Given passage |
"""
Maybe this is regional because either sounds fine to me.
The former involves motion, while the latter is more about location -- a distinction in the use of the word "where" that we don't always make in English. It is essentially "to where" something is going (adónde), versus just "where" it is actually located (dónde), and is therefore often accompanied by a verb of motion, such as "salir" in this exercise.
Where is the horse? -- ¿Dónde está el caballo?
(To) where is the horse going? -- ¿Adónde va el caballo?
Yes. You will only hear one. It is impossible to hear two identical vowel sounds as two different vowels at normal conversational speed. Spanish does have some set things that happen to avoid these problems. A el becomes al, de el becomes del and la becomes el in front of feminine nouns beginning with a stressed a like el agua and el águila. But many situations with the preposition a will come in front of another a sound in a variety of different situations. They can't be all accommodated with any solution. Here it is only your knowledge of Spanish that will tell you there are two a sounds. There are a lot of expressions like this. One common one is un día a la vez.
Well, that depends on whether the same difference can be expressed in Spanish. If the different sentence that you produce in English would be translated back to Spanish differently, then it shouldn't be accepted. Where did you go to eat here would be Adónde fuiste. You have to remember that Duo isn't really trying to teach you THIS sentence. It is teaching you Spanish vocabulary, grammar and syntax by modeling various random sentences. And every exercise is "testing" your understanding of ALL of those things. The only time where you could translate salir as simply to go would be in some sort of set expression where we say go and they use salir. I actually don't agree that to go to eat is a more natural expression in English. To go out to eat is very much an expression, at least in American English. And while the out isn't needed for clarity, you still hear it following along in the pack a lot. And since both are at a minimum quite possible in English, you need to show you know what salir means.
"""
Given information |
"""
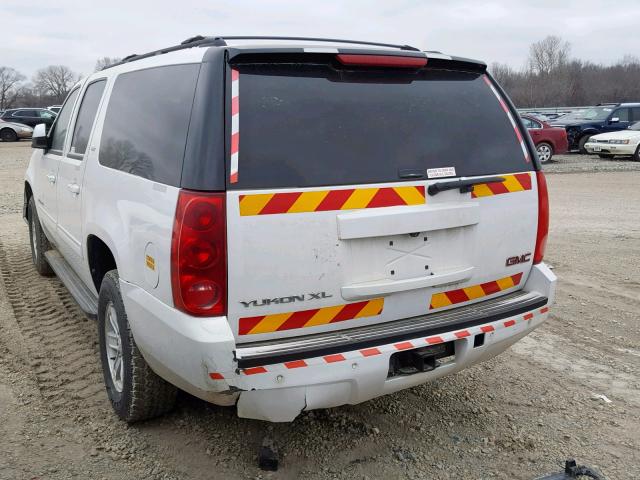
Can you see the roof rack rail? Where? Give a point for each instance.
"""
Exercises |
A) State whether each statement agrees with the passage on adónde and dónde, giving yes or no with the deciding words quoted: (i) In Spanish, "a el" becomes "al." (ii) At normal conversational speed, two identical vowel sounds can be heard as two different vowels. (iii) The writer agrees that "to go to eat" is the more natural expression in English.
B) Write out the passage on adónde and dónde from "Where is the horse?" up to and including "día a la vez.".
The data above comes from a separate source.

Worked answers |
A)
(i) Yes: "A el becomes al"
(ii) No: "It is impossible to hear two identical vowel sounds as two different vowels at normal conversational speed."
(iii) No: "I actually don't agree that to go to eat is a more natural expression in English."

B)
Where is the horse? -- ¿Dónde está el caballo?
(To) where is the horse going? -- ¿Adónde va el caballo?
Yes. You will only hear one. It is impossible to hear two identical vowel sounds as two different vowels at normal conversational speed. Spanish does have some set things that happen to avoid these problems. A el becomes al, de el becomes del and la becomes el in front of feminine nouns beginning with a stressed a like el agua and el águila. But many situations with the preposition a will come in front of another a sound in a variety of different situations. They can't be all accommodated with any solution. Here it is only your knowledge of Spanish that will tell you there are two a sounds. There are a lot of expressions like this. One common one is un día a la vez.